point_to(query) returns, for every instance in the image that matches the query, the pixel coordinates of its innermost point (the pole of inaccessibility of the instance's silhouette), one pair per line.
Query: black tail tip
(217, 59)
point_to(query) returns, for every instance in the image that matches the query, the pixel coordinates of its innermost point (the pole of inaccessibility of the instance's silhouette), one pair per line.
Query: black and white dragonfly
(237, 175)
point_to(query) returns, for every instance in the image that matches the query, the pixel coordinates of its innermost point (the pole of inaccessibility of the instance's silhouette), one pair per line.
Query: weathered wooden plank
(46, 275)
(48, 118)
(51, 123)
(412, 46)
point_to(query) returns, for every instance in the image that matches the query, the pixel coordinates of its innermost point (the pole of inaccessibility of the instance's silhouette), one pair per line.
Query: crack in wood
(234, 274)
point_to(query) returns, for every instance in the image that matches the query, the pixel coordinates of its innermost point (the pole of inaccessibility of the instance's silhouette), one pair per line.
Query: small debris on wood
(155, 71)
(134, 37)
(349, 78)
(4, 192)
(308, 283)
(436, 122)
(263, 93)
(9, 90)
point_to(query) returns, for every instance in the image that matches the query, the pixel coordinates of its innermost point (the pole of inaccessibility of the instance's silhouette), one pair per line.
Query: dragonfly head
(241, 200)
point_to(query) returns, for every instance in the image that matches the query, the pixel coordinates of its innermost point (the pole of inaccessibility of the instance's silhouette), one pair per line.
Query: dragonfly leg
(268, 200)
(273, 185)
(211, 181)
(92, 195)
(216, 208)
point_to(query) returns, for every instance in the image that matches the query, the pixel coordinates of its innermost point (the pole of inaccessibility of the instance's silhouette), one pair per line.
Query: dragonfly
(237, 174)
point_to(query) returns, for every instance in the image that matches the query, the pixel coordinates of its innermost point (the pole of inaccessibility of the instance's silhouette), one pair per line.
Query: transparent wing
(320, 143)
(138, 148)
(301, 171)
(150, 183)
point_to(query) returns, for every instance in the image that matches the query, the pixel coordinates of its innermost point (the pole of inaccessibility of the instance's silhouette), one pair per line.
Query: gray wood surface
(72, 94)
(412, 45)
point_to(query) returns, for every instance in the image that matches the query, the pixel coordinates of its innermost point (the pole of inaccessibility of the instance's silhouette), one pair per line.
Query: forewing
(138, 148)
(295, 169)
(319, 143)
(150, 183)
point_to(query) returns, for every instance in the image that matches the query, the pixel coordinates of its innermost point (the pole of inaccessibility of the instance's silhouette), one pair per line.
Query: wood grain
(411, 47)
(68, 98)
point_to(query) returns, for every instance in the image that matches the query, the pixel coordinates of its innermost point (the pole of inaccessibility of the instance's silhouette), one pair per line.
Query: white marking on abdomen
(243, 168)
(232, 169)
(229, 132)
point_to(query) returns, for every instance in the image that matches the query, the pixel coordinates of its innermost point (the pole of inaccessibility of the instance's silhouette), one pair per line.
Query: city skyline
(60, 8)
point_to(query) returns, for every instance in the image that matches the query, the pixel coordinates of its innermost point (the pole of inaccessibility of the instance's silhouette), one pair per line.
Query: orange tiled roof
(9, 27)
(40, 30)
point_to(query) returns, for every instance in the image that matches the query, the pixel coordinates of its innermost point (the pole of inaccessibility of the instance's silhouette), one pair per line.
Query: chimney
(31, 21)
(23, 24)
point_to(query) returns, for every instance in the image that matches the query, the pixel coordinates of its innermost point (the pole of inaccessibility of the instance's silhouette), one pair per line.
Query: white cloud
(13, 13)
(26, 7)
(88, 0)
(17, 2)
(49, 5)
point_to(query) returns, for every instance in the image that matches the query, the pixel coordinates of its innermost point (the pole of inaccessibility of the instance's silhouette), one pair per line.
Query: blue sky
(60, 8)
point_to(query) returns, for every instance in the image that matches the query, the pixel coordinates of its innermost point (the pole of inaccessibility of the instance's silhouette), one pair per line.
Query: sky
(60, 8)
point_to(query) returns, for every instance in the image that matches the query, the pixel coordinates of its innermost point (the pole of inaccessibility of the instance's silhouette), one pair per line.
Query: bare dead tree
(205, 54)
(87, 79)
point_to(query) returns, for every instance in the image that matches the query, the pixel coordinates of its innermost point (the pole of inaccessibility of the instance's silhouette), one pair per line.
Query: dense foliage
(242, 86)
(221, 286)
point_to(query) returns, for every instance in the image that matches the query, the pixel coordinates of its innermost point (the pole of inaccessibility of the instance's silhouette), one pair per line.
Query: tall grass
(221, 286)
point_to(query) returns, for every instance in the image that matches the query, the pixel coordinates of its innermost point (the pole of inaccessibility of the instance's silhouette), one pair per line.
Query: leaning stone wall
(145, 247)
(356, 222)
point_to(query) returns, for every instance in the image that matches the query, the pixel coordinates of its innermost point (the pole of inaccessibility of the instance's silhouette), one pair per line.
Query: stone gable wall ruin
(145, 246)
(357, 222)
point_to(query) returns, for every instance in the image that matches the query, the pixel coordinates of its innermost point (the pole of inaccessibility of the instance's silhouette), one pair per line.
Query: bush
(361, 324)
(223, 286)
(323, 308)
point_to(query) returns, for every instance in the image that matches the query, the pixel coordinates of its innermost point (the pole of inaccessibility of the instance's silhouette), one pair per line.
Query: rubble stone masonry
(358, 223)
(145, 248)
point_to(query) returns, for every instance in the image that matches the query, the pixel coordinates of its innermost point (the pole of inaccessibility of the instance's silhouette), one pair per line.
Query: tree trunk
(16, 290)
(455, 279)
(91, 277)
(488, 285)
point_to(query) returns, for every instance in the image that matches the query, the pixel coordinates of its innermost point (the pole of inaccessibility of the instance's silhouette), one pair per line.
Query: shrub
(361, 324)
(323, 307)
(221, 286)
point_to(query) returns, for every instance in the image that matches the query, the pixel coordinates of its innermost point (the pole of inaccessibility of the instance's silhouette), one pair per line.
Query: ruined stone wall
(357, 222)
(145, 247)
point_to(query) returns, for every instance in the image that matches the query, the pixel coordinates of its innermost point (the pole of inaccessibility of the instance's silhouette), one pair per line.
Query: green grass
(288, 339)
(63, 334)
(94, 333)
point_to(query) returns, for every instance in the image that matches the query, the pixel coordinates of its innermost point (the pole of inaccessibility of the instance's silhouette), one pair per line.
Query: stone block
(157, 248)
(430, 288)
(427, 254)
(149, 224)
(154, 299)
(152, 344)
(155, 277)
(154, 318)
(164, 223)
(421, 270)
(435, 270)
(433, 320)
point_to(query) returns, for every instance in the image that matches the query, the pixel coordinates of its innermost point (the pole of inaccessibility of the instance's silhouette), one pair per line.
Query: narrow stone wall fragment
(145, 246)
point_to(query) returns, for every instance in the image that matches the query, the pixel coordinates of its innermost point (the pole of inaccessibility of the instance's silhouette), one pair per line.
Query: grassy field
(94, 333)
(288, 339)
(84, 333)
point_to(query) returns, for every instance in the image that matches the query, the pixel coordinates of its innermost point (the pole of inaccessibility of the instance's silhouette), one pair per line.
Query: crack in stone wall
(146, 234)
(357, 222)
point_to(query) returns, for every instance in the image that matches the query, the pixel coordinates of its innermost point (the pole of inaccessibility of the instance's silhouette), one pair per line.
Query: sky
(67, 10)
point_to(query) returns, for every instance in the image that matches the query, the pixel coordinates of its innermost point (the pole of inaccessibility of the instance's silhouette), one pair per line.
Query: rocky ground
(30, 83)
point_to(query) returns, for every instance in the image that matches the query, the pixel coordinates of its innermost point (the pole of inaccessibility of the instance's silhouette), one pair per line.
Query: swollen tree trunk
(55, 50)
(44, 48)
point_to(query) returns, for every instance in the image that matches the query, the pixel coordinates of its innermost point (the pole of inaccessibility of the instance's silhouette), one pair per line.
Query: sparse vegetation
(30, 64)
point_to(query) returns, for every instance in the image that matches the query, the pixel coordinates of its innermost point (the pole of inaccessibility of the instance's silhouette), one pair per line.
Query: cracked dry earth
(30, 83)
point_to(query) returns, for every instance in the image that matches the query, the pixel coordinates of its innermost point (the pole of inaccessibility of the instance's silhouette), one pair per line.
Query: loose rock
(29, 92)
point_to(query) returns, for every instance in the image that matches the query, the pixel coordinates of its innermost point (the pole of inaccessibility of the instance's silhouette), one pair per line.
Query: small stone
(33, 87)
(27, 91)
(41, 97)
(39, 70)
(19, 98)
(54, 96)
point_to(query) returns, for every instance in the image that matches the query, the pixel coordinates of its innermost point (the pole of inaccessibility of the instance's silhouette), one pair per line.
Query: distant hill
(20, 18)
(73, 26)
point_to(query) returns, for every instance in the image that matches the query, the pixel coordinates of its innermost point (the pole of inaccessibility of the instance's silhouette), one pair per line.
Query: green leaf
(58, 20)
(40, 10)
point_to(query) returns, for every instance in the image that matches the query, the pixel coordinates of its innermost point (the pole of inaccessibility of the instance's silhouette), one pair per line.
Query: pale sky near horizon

### TASK OBJECTIVE
Return verbatim each line from the one that mentions "Query: distant hill" to the end of the entries, inclusive.

### FINISHED EXERCISE
Query: distant hill
(20, 18)
(73, 26)
point_to(query) returns, for every instance in the image that matches the query, the pixel coordinates of its innermost point (the pole of inaccessibility of the instance's silhouette), one pair per line.
Query: green leaf
(58, 20)
(40, 10)
point_to(query) returns, for every instance in the image that matches the query, the pixel coordinates of its innermost point (the pole of inaccessibility of the instance's silhouette), one pair per line.
Query: pale sky near horizon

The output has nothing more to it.